[Excerpted text]
These Medicare Advantage plans are required to provide at least the current Medicare benefit package, excluding hospice services. Plans may offer additional covered services and are required to do so (or return excess payments) if plan costs are lower than the Medicare payments received by the plan. Beginning in 2006, a new regional Medicare Advantage plan program will be established to allow regional coordinated care plans to participate in the Medicare Advantage program.

Medigap
A Medicare supplement insurance policy sold by private insurance companies to fill "gaps" in coverage.

O

Out of pocket limit
The annual amount you can be required to spend on prescription drugs.

P

Premium
The money one pays to have an insurance plan. For the new Medicare Prescription Drug Program, it will be monthly.

Prior Authorization
Some drug plans require the physician prescribing a medication to verify the reason for the usage of the drug before it will allow it to be filled.

[What this exercise asks]
1. Answer these questions about the Medicare glossary:
(a) Which services are left out of the benefit package that Medicare Advantage plans must provide?
(b) Who sells Medigap policies?
(c) How often will the premium be paid for the new Medicare Prescription Drug Program?
2. List every term in the Medicare glossary that has its own heading followed by a definition.
3. Continue the Medicare glossary from its last entry.

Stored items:
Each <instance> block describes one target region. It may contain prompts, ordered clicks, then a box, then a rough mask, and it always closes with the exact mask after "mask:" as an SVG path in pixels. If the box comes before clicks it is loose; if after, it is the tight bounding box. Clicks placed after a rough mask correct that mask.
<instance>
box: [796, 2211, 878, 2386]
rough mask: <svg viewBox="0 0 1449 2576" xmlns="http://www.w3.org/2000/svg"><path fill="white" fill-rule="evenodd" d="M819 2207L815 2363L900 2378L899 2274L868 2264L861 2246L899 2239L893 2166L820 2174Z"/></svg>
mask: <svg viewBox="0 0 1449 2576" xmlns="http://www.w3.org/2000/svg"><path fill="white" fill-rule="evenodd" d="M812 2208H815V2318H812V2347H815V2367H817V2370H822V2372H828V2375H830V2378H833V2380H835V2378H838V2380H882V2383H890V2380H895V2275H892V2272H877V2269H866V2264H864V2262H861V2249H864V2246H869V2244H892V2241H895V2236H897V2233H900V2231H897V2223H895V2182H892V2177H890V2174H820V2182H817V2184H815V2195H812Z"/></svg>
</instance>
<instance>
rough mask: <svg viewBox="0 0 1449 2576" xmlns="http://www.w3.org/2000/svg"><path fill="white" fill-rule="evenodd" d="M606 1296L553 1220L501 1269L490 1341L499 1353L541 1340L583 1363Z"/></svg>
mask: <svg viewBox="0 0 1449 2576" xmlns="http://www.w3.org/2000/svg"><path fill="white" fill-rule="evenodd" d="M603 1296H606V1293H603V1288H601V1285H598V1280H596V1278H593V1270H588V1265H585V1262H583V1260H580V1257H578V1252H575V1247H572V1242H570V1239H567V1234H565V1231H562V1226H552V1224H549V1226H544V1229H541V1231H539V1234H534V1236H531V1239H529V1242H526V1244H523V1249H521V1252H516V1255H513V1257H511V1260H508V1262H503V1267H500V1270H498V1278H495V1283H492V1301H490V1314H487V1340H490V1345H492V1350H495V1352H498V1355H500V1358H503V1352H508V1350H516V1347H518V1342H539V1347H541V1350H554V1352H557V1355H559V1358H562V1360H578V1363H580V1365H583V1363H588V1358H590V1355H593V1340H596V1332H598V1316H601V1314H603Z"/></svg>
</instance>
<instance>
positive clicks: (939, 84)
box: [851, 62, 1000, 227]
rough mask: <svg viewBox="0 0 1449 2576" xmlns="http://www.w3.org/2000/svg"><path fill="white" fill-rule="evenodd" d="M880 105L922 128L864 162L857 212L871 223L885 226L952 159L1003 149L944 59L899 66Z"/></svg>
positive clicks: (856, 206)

[Answer section]
1.
(a) Hospice services
(b) Private insurance companies
(c) Monthly

2.
Medigap
Out of pocket limit
Premium
Prior Authorization

3.
Q

Quantity Limits
Dosage and frequency restrictions imposed by specific drug plans for a given time period on a certain drug.

S

Step Therapy
The practice of beginning drug therapy for a medical condition with the most cost effective and safest drug therapy and progressing to other more costly or risky therapy, only if necessary. The aims are to control costs and minimize risks.

T

Tiers
A specific list of drugs. Drug plans may have several tiers, and co-payment amounts depend on which tier the drug is listed. Plans choose their own tiers, so members should refer to their benefit book or contact the plan for details.